START TEXT
Soft gaps (audit can run; results will reflect the gap)

  1. Missing created_at / last_active timestamps on every entity — staffing recency rules can't fire.
  2. No target_count / filled_count on job_orders — fill-rate metric requires parsing description.
  3. candidates.status enum undocumented — can audit count distribution but can't claim "all expected statuses present".
  4. archetype enum undocumented — same.
  5. No worker→candidate join key. They're plausibly the SAME population in different shapes; the audit will assume distinct unless documented otherwise.

Non-gaps (sufficient as-is)

  1. 500k workers is plenty for retrieval-quality testing.
  2. 44 scenarios + 64 lessons is enough for staffing_answers RAG corpus building.
  3. PII detection rules in pii.rs are sufficient — the gap is enforcement, not classification.

7. Whether more synthetic data is needed

Short answer: no, not for the initial staffing audit.

The existing data is enough to:

  • Run schema validity checks (Phase 1 of staffing audit)
  • Audit PII enforcement (Phase 2)
  • Build a staffing_answers RAG corpus from scenarios + lessons (Phase 3)
  • Run replay against synthetic FillRequest payloads (Phase 4 — uses Phase 7 distillation infra)
  • Detect PRD drift between docs/PRD.md §32 claims and the actual code (Phase 5)

The data is NOT enough to:

  • Validate end-to-end fill rates without synthesizing a fill_events ledger from scenarios + lessons (gap #1 above)
END TEXT
START MATERIAL SUPPLIED
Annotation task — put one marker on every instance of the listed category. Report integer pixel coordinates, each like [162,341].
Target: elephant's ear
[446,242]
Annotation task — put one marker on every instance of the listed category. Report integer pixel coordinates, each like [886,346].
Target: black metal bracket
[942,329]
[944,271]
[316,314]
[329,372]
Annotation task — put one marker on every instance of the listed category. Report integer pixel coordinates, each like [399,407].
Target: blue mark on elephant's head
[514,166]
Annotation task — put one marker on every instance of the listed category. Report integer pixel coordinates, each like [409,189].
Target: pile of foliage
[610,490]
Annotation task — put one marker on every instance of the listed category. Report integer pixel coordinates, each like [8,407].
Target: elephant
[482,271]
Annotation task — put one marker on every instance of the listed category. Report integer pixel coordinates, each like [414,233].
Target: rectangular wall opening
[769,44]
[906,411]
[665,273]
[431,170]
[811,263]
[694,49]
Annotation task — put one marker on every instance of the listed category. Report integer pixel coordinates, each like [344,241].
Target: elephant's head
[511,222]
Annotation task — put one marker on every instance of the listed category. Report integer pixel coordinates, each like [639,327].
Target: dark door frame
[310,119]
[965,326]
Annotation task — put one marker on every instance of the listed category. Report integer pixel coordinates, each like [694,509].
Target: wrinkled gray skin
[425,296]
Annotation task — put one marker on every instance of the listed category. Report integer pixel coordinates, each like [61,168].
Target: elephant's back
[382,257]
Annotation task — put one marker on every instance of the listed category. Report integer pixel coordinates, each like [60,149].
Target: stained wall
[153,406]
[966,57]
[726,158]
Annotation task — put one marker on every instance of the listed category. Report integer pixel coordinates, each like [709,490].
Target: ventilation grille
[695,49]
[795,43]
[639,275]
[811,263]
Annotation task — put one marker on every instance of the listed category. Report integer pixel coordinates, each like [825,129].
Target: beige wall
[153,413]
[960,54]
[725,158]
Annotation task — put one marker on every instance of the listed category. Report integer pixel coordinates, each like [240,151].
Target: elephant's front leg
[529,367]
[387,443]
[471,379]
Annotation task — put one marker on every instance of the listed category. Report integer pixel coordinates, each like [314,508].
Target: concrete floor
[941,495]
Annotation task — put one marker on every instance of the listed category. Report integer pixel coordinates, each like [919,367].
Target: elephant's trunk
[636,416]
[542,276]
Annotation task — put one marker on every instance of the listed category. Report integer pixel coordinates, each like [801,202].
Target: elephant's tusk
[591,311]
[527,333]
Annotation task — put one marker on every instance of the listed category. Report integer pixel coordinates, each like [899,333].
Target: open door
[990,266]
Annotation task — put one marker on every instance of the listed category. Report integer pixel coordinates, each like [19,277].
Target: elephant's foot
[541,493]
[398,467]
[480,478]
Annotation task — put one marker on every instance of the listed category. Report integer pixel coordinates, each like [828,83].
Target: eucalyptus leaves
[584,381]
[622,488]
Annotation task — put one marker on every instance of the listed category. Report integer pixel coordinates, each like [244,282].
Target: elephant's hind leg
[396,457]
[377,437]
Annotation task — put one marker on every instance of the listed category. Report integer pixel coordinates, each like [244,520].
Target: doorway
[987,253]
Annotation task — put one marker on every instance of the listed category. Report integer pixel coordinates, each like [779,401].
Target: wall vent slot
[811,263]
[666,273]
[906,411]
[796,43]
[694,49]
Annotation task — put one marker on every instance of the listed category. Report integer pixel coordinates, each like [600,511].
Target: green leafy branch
END MATERIAL SUPPLIED
- [TASK BRIEF] Please continue the staffing audit notes from the point where they end. The records have no connection to the staffing audit notes.

- [ANSWER BOX]
  • Test the "system gets smarter over time" Phase 19 claim — would need a longitudinal replay sweep, which is post-audit work

Recommended decision tree (J to confirm):

A. Generate fill_events.parquet (deterministic script over scenarios + lessons)?
   YES → adds 44 × ~5 rows = ~220 events; audit can run candidate/job matching integrity
   NO  → audit reports "blocked: no fill-event ledger" and exits with that finding

B. Build views/{candidates,workers,jobs}_safe with PII hash-masked?
   YES → corpus rebuilds from safe views; audit can prove PII boundary respected
   NO  → audit reports "blocked: cannot prove PII masking; LLM may have seen PII"

C. Delete client_workerskjkk.parquet typo file?
   YES → cleaner inventory; reduces audit surface
   NO  → audit flags as anomaly

D. Fix workers_500k.phone type (int → string)?
   YES → join keys work
   NO  → audit reports as known data quality issue

If J approves A + B + C + D, no genuinely new synthetic data needed — only normalization of what already exists.


8. Up-front commitments before code

  1. The staffing audit, when it ships, will NOT modify the distillation v1.0.0 substrate. Verified by audit-full running clean before+after.
  2. Synthetic data modifications (gap #1 fill_events generation, gap #2 safe views, gap #3 typo deletion, gap #4 phone fixup) happen via deterministic scripts under scripts/staffing/, never by hand-edit.
  3. Every new staffing-side artifact (RAG corpus, audit report, fill_events ledger) carries provenance back to its source parquet/scenario/lesson via canonical sha256 — same pattern as distillation Phase 1.
  4. PII handling: the _safe views are the source of truth for any LLM-facing text; raw parquets stay on disk but are never the corpus build input.

9. Phase 1 readiness checklist

  • Recon doc exists (docs/recon/staffing-lakehouse-distillation-recon.md)
  • Gap report exists (this file)
  • J approves the 4 gap-fix decisions (A/B/C/D in §7)
  • J approves the audit scope (which checks ship in v1)

Implementation begins only after J's review of both docs.